[Stored data entries]
####################

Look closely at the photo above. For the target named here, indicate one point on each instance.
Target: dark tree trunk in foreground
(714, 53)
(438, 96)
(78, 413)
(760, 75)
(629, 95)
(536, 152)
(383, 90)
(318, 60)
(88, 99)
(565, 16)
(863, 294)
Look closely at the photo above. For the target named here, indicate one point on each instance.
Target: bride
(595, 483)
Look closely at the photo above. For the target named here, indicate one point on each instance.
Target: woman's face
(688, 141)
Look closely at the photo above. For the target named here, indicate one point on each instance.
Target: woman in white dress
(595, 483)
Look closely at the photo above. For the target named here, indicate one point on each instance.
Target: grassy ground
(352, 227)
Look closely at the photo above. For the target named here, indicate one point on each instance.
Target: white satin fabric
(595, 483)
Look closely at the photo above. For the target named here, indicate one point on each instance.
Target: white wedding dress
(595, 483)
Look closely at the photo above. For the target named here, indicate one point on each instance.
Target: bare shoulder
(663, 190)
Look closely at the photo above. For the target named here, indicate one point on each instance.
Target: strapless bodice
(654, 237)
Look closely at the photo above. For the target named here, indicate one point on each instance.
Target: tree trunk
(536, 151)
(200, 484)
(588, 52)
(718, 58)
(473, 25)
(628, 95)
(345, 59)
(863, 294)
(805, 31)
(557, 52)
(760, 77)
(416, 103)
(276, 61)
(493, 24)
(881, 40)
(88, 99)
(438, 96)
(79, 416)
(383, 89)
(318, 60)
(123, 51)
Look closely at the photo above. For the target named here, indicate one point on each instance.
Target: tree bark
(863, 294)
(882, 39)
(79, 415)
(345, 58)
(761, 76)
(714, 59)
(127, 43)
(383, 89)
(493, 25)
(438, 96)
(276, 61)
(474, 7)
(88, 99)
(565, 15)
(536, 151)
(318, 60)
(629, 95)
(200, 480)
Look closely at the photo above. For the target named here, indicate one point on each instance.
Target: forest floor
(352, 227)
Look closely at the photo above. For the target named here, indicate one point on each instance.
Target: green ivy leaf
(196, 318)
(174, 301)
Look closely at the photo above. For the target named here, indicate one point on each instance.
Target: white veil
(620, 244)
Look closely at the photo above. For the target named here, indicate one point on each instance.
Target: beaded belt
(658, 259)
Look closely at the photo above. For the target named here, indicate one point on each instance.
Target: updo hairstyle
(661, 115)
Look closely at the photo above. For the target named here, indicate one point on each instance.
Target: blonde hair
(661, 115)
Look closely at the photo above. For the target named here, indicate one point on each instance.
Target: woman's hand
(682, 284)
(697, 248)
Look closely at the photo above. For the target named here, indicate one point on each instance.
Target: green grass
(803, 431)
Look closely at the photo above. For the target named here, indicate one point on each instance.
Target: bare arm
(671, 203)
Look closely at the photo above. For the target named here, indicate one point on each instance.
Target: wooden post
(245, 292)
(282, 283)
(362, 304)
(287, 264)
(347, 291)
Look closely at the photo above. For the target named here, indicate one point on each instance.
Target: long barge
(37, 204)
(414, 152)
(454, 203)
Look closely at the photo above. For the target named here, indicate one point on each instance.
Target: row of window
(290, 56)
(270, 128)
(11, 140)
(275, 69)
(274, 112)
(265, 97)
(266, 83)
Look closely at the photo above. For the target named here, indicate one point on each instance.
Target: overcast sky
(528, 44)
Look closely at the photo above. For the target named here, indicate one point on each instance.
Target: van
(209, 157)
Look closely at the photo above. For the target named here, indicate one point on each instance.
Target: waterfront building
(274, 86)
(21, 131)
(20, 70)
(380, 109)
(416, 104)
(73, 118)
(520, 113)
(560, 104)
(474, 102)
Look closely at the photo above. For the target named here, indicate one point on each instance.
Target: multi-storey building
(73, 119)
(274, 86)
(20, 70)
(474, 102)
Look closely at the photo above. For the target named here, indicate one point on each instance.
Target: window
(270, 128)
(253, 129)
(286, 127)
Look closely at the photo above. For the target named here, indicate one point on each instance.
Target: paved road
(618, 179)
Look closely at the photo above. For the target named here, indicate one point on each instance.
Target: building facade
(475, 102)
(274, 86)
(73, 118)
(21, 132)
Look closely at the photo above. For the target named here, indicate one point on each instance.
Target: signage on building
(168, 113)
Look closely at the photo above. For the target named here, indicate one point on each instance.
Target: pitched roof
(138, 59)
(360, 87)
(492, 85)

####################

From the line with "Target: window" to the final line of the entries above, return every line exactly as written.

▶ **Expected answer**:
Target: window
(270, 128)
(253, 129)
(286, 127)
Look closely at the photo above. For the target named here, indicate one point on each instance.
Target: paved road
(618, 179)
Look closely at the photo above. For the target named here, indicate one point on each instance.
Target: building facade
(475, 102)
(274, 86)
(73, 118)
(21, 132)
Look closely at the photo above. For the target named here, indicate one point on each instance.
Target: signage on building
(168, 113)
Look closely at the photo above. For the target named here, indicate one point on each instance.
Target: pitched roof
(138, 59)
(360, 87)
(492, 85)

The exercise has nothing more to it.